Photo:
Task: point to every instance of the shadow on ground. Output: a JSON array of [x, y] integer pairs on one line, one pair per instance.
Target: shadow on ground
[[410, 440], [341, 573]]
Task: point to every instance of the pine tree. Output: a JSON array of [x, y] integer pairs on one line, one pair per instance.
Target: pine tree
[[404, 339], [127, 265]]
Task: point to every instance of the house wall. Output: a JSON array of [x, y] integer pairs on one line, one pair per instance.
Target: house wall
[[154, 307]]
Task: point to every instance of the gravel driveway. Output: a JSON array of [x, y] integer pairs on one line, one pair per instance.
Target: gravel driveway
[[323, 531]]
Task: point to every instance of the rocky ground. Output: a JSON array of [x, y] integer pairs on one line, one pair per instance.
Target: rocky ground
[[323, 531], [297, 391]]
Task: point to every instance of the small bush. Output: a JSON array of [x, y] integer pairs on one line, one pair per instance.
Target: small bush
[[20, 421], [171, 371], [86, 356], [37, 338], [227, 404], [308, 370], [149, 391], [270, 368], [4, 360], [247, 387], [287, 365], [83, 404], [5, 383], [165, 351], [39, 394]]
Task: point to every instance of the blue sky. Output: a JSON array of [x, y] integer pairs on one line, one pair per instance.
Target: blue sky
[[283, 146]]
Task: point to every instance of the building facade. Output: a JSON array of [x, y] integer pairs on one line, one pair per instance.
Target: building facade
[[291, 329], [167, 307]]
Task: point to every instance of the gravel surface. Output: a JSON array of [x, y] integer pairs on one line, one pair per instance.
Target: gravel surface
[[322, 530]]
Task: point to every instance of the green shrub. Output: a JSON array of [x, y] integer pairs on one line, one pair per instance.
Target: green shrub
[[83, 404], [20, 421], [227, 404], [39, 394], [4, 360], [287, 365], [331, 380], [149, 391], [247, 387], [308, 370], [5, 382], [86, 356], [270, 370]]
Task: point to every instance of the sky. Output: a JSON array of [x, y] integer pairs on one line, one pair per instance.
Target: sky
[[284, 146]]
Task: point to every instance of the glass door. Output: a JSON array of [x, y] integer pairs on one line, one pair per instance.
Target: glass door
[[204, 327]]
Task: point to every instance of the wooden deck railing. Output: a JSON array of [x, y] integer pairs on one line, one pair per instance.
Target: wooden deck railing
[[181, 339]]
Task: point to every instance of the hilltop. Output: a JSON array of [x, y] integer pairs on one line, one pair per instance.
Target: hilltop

- Task details
Return exactly the lines from the one containing "Target: green shrub" through the last line of the records above, both included, and nothing else.

- Answer area
Target: green shrub
[[83, 404], [20, 421], [227, 404], [39, 394], [4, 360], [287, 365], [331, 380], [149, 391], [247, 387], [308, 370], [5, 382], [86, 356], [270, 370]]
Task: point to every instance of the sky. Output: a JSON array of [x, y] integer pairs on one line, one pair per instance.
Target: sky
[[284, 146]]
Task: point to every instance of the glass door. Output: a JSON array of [x, y] integer pairs on one line, one pair per instance.
Target: glass door
[[204, 327]]
Task: point to every instance of the wooden deck railing. Output: a JSON array of [x, y] integer pairs on one line, one pair per instance.
Target: wooden deck railing
[[181, 339]]
Task: point to every instance of the hilltop. Output: a JSON array of [x, y] integer pairs on one line, one pair per instance.
Target: hilltop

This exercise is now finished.